Prompt:
The expected output is the set of lines below beginning at the one that contains "Target: purple football boot" and ending at the final line, reproduced exactly.

Data extracted from a collection
---

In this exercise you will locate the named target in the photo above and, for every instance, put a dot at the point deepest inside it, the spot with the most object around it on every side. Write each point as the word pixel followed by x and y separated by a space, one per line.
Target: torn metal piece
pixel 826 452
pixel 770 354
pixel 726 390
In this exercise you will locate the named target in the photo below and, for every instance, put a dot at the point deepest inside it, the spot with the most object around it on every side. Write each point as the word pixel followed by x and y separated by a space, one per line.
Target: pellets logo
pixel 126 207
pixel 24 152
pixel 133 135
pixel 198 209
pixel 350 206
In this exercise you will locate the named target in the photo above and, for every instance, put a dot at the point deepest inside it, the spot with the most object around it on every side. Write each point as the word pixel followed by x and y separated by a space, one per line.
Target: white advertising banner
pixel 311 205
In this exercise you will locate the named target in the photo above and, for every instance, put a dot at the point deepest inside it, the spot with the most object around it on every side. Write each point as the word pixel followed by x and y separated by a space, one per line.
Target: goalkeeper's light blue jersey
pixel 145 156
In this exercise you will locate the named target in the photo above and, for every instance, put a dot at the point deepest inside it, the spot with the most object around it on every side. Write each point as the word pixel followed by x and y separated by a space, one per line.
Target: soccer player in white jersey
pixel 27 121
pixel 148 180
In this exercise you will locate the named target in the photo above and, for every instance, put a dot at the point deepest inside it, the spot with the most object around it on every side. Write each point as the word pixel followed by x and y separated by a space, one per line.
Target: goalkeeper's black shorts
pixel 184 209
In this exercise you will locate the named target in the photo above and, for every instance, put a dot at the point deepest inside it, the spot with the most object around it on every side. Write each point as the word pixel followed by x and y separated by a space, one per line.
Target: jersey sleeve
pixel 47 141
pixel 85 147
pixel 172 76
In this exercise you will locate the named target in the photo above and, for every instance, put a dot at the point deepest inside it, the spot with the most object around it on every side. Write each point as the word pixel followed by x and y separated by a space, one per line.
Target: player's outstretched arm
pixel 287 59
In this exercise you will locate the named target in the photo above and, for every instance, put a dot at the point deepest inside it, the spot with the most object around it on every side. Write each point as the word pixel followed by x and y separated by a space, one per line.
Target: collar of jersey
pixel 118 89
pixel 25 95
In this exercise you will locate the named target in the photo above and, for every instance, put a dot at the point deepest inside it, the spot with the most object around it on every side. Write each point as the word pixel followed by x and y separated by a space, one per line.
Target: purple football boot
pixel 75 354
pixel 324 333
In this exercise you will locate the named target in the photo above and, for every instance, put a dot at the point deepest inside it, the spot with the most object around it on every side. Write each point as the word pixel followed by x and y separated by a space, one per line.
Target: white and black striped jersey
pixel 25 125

---

Written response:
Target: purple football boot
pixel 75 354
pixel 324 333
In this exercise you will locate the named target in the photo above and, for every instance, put a dot at the point deepest inside it, the spot with the most object around it on every side. Write each point as the word pixel followed by x and y separated by a space, one per line.
Target: white and black striped jersey
pixel 25 125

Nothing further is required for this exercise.